* **What this task involves**
Change "tall stem" to "thin stalk" in the entries from their start through the line containing "60 293 L 54", inclusive, and write those lines out again with nothing else altered.

Records from a collection
*****

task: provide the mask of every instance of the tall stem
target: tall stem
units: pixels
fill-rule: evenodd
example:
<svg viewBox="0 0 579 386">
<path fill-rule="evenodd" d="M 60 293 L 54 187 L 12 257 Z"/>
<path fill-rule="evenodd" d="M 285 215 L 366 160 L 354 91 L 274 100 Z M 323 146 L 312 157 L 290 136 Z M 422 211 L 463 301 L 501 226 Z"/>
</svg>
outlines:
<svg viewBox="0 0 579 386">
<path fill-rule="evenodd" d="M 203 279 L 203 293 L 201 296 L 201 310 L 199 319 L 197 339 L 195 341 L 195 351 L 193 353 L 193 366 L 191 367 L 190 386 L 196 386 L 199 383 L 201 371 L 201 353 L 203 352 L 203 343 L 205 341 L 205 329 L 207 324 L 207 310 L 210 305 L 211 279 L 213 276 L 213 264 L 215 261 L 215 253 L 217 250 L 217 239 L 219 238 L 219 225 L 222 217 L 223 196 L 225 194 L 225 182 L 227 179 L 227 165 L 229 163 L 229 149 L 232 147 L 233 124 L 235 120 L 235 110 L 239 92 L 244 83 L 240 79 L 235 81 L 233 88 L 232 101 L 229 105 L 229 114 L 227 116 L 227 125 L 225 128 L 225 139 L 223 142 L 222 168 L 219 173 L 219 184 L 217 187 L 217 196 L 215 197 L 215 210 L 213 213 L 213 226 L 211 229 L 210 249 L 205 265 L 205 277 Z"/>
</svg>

*****

* **Output of the exercise**
task: provide the mask of every instance of the thin stalk
target: thin stalk
units: pixels
fill-rule: evenodd
example:
<svg viewBox="0 0 579 386">
<path fill-rule="evenodd" d="M 60 293 L 54 187 L 12 257 Z"/>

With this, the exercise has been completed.